*Written instruction:* Reproduce the listing below, starting at the line that contains "like [(93, 12)]." and ending after the line that contains "[(104, 70)]", and leave out the pictures.

*Data section:*
* * * * * * * * *

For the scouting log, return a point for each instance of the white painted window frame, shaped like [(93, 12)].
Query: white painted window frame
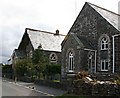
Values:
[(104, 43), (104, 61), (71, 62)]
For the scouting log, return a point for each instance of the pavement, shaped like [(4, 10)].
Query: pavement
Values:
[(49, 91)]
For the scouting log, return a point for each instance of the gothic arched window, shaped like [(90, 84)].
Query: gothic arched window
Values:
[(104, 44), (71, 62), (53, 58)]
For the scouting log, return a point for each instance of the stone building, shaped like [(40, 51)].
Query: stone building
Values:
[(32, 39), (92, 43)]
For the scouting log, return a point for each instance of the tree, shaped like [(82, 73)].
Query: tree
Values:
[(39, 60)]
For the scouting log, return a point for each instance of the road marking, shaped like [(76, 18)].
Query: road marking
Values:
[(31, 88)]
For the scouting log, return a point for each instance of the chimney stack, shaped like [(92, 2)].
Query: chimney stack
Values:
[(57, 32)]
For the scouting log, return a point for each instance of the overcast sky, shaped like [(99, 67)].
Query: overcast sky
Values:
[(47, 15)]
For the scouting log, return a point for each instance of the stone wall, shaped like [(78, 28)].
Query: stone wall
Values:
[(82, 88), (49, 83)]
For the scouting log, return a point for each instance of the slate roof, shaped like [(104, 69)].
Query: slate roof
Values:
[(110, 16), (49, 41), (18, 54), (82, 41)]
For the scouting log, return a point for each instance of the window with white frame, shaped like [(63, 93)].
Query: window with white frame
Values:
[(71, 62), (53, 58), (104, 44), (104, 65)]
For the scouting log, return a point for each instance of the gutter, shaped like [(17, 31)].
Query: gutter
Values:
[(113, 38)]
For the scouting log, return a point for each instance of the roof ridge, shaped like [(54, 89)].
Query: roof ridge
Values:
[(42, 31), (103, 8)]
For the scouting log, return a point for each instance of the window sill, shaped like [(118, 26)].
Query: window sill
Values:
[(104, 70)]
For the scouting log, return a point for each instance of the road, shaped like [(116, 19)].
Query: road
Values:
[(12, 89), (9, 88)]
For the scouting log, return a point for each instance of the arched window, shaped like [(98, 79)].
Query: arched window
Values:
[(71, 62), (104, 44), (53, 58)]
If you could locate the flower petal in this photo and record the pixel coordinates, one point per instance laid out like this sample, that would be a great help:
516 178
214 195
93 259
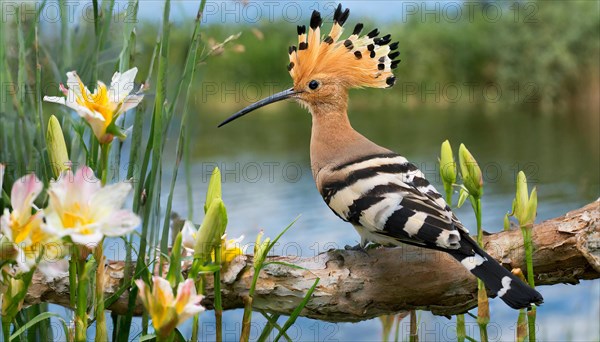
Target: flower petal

* * * * * * * * *

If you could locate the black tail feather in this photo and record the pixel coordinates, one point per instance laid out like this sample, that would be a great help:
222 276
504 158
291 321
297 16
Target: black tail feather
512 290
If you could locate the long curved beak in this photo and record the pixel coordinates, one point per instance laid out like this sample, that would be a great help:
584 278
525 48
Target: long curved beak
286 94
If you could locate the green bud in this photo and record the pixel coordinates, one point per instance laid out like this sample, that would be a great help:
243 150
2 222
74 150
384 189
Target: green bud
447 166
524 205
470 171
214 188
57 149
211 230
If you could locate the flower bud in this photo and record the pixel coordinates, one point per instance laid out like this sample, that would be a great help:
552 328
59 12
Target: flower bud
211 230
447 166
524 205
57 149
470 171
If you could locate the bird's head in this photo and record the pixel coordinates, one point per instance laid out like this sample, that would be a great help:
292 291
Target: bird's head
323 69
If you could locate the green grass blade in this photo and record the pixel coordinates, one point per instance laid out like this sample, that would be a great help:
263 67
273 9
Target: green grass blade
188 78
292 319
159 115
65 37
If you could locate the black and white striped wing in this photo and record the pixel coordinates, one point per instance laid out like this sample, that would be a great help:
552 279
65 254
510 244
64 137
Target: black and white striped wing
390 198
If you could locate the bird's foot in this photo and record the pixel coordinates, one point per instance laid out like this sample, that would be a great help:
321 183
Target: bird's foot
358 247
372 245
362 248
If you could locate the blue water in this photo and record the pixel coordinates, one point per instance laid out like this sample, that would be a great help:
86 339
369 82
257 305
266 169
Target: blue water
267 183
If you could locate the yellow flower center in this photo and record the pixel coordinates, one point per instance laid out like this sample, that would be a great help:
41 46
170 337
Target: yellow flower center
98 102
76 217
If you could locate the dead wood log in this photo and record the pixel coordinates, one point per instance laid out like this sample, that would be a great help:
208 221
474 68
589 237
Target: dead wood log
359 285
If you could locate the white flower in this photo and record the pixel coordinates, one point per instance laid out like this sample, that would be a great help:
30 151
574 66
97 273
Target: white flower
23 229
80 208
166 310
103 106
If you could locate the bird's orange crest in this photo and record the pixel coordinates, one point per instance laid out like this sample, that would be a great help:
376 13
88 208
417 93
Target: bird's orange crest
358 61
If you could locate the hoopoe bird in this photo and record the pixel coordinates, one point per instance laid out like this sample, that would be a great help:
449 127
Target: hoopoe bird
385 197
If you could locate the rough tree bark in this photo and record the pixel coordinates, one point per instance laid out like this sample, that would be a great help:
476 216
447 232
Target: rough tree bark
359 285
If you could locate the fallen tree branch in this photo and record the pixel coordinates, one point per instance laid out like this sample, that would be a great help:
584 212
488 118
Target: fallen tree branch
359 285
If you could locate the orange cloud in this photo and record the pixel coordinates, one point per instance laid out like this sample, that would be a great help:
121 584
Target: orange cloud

* * * * * * * * *

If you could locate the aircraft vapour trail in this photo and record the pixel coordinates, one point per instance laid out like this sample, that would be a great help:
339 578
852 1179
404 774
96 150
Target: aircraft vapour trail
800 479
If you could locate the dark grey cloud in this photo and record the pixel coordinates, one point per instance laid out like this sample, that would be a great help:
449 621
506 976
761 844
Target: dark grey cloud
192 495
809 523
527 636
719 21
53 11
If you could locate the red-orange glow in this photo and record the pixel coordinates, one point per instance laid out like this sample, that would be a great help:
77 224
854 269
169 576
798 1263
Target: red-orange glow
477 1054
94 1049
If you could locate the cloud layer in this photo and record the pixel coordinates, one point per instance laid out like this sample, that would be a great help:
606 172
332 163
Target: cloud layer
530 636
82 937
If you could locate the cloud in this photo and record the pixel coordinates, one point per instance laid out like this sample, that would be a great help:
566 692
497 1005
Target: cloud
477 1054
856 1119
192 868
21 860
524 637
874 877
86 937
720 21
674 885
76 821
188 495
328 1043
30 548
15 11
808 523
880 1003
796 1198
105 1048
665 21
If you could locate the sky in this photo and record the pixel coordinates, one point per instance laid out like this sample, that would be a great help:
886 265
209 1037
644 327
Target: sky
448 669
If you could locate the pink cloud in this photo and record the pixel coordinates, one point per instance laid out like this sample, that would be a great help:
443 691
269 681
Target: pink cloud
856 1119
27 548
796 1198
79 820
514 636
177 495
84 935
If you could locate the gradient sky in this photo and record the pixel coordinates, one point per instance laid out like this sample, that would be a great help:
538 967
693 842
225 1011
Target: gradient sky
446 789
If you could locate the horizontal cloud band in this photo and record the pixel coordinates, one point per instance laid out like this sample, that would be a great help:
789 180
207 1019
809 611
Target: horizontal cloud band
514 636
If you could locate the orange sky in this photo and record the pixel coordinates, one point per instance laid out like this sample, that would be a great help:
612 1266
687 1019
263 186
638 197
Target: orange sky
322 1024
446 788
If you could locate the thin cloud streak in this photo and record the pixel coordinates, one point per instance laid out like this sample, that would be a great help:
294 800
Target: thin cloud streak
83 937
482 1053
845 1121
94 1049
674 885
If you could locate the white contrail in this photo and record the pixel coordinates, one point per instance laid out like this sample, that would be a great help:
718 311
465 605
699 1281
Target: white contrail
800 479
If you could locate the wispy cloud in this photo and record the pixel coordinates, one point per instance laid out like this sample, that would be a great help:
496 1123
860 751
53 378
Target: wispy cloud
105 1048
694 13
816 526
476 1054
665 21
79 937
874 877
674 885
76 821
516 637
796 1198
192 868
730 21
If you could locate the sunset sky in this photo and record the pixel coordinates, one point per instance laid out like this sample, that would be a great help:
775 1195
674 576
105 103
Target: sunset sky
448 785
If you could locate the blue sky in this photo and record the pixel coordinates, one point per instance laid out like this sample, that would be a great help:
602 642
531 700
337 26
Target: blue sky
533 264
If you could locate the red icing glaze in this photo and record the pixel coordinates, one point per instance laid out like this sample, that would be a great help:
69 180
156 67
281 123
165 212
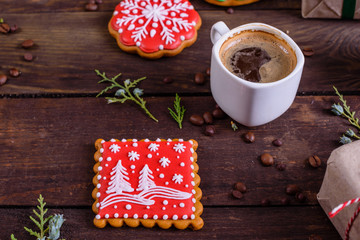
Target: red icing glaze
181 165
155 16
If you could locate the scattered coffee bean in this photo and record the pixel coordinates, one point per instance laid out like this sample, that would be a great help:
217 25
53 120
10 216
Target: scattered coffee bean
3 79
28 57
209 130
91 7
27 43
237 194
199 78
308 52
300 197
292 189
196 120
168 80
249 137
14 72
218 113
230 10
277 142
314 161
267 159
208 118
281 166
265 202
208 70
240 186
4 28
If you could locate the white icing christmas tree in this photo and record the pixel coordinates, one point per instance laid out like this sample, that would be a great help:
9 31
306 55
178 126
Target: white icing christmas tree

* * * * * * * * *

*Exercise output:*
For the scouting log, return a point for each instance of the white painted window frame, shaped like [(93, 12)].
Query: white painted window frame
Values:
[(104, 43), (104, 61), (71, 62)]
For the scouting log, return a point for each instance of the pavement, shaped like [(4, 10)].
Query: pavement
Values:
[(49, 91)]
For the scouting log, return a point for each instance of the gothic arched window, shaped like [(90, 84)].
Query: gothic arched window
Values:
[(104, 44), (71, 62), (53, 58)]
For the scouting log, return a point for each instance of the stone building, shaped like [(40, 51)].
Query: stone building
Values:
[(32, 39), (92, 43)]
For the scouting log, return a point for each instance of the tree, shaped like [(82, 73)].
Query: tree
Values:
[(39, 60)]
For the scouting log, return a point for each instance of the road marking, shaped like [(76, 18)].
Query: road marking
Values:
[(31, 88)]
For the scouting log, return a point for each instance of the chimney stack, shaped like [(92, 2)].
Query: chimney stack
Values:
[(57, 32)]
For the scouting log, return a point for each instance of the overcast sky, shaped like [(99, 67)].
Query: overcast sky
Values:
[(47, 15)]
For the scouting log, return a point for each instance of the stone wall, shaped like [(78, 28)].
Query: stone wall
Values:
[(82, 88), (49, 83)]
For the scouting log, return a point for each instance of the slate roof, shaped like [(104, 69)].
Query: slate roof
Values:
[(110, 16), (49, 41), (18, 54), (82, 41)]
For the scouting log, return a point for each instance of the window with white frame, shaped like [(63, 93)].
Query: window with white frame
Values:
[(71, 62), (53, 58), (104, 44), (104, 65)]
For the scouting log, return a point for each instance of the gutter, shaped like [(17, 31)].
Query: gutter
Values:
[(113, 38)]
For the scouting log, return a point for each instance of the roof ridge, shaped like [(54, 89)].
Query: roof ridge
Values:
[(42, 31), (103, 8)]
For the scouting log, return a point for each instance of the window sill, shaped like [(118, 26)].
Query: window sill
Values:
[(104, 70)]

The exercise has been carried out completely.